» Latihan Singkat 1: Tulis ulang seluruh bagian berita kekerasan seksual di Sumatera, mulai dari "tobasatu.com, Medan |" hingga "zoom, Kamis (25/9/2020).". Ganti kata "mendesak" dengan "menuntut".
» Latihan Singkat 2: Tentukan apakah setiap pernyataan berikut sesuai dengan berita kekerasan seksual di Sumatera. Jawab ya atau tidak, lalu kutip kata-kata dari berita yang menjadi dasarnya. (a) Konferensi pers diadakan lewat platform zoom. (b) Di wilayah Sumatera tercatat kurang dari 100 kasus kekerasan seksual setiap tahun. (c) Rahmi Meri Yenti berasal dari WCC Nurani Perempuan.

Sumatera Darurat Kekerasan Seksual, RUU PKS harus Masuk Prolegnas 2021

966
Dokumentasi foto massa yang meminta agar pemerintah segera mengesahkan RUU Penghapusan Kekerasan Seksual (PKS).

tobasatu.com, Medan | Kasus kekerasan seksual terhadap perempuan terus meningkat setiap tahun. Untuk wilayah Sumatera setiap tahun terdata setidaknya ada 250 kasus kekerasan seksual yang terjadi. Oleh karena itu,  Jaringan Organisasi Masyarakat Sipil Sumatera mendesak Rancangan Undang-Undang (RUU) Penghapusan Kekerasan Seksual (PKS) dapat masuk ke dalam Prolegnas prioritas dan segera disahkan.

Hal itu terungkap dalam konfrensi pers yang dilakukan oleh berbagai organisasi masyarakat sipil di Sumatera yang tersebar di provinsi Aceh, Sumatera Utara, Sumatera Barat, Riau, Kepulauan Riau, Sumatera Selatan, Jambi, Bengkulu dan Bandar Lampung melalui platform zoom, Kamis (25/9/2020).

Rahmi Meri Yenti dari WCC Nurani Perempuan menyebutkan kalau saat ini situasi darurat kekerasan seksual sudah terjadi di Sumatera. “Kita ini sudah darurat kekerasan seksual, lebih dari 250 kasus kekerasan seksual terjadi setiap tahunnya,” ujar Rahmi.

» Data yang Diberikan:

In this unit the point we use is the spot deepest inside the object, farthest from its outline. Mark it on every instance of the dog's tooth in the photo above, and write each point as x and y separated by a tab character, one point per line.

» Jawaban 1:
tobasatu.com, Medan | Kasus kekerasan seksual terhadap perempuan terus meningkat setiap tahun. Untuk wilayah Sumatera setiap tahun terdata setidaknya ada 250 kasus kekerasan seksual yang terjadi. Oleh karena itu,  Jaringan Organisasi Masyarakat Sipil Sumatera menuntut Rancangan Undang-Undang (RUU) Penghapusan Kekerasan Seksual (PKS) dapat masuk ke dalam Prolegnas prioritas dan segera disahkan.

Hal itu terungkap dalam konfrensi pers yang dilakukan oleh berbagai organisasi masyarakat sipil di Sumatera yang tersebar di provinsi Aceh, Sumatera Utara, Sumatera Barat, Riau, Kepulauan Riau, Sumatera Selatan, Jambi, Bengkulu dan Bandar Lampung melalui platform zoom, Kamis (25/9/2020).

» Jawaban 2:
(a) Ya: "melalui platform zoom".
(b) Tidak: "setidaknya ada 250 kasus kekerasan seksual yang terjadi".
(c) Ya: "Rahmi Meri Yenti dari WCC Nurani Perempuan".